### Objective
Gather every line in the listing below that contains the string "ocean", and treat uppercase and lowercase as different.

==== Given entries ====

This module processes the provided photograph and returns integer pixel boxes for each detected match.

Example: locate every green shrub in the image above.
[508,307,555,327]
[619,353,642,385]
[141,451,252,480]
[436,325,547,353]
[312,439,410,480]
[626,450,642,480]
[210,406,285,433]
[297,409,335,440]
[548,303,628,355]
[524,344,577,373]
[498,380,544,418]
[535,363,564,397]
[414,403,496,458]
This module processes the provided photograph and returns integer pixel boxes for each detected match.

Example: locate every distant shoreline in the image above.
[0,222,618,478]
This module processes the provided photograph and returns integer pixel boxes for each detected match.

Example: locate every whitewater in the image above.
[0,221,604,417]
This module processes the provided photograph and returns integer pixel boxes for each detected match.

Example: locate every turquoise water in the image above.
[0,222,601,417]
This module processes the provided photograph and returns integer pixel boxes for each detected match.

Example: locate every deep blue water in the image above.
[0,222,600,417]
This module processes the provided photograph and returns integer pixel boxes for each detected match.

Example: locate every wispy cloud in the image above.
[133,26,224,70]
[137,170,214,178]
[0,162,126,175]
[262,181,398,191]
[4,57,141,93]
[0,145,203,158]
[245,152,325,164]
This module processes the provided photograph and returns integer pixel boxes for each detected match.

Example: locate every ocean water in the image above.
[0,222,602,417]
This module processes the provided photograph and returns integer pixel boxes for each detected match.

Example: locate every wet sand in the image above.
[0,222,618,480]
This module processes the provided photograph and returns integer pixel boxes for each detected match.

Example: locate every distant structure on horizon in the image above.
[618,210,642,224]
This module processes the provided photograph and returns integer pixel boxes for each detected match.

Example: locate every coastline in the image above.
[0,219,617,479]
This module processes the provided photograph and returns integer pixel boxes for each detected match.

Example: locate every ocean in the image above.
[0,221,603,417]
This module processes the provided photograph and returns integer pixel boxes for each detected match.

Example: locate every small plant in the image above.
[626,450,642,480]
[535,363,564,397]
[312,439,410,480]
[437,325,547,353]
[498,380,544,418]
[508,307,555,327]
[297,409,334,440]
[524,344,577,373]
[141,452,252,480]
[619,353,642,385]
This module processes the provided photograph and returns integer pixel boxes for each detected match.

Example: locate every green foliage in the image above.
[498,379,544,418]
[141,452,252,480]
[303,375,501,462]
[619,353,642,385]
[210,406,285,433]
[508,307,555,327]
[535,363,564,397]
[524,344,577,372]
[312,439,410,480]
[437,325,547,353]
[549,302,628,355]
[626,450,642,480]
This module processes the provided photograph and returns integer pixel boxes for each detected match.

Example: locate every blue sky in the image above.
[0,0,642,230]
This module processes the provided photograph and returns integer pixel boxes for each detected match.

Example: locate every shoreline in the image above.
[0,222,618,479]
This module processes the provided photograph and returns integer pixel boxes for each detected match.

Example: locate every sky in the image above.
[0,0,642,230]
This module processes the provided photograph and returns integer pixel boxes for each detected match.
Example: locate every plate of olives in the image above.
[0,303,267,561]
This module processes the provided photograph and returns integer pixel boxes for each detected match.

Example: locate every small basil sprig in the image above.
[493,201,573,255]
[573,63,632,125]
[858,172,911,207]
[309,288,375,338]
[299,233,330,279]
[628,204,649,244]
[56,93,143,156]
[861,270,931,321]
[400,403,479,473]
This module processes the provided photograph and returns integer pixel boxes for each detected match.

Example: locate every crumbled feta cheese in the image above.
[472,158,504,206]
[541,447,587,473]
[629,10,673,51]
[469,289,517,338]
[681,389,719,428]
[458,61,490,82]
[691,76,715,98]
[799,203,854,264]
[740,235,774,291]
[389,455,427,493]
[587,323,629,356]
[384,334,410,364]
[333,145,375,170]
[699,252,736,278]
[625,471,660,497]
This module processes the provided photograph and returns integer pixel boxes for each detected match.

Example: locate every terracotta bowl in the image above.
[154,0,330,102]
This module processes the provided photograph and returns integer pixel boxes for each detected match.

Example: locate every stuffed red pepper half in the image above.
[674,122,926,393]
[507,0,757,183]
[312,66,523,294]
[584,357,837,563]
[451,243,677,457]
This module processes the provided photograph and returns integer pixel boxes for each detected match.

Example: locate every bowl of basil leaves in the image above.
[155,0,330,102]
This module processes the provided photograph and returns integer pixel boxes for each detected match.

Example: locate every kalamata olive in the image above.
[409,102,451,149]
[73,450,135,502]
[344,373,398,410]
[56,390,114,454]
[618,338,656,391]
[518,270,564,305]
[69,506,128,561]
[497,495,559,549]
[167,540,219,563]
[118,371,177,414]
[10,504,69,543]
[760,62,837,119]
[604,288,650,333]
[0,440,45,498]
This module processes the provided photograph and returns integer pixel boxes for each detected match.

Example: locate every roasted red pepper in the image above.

====

### In response
Example: locate every ocean water in the image above.
Example: locate every ocean in the image above.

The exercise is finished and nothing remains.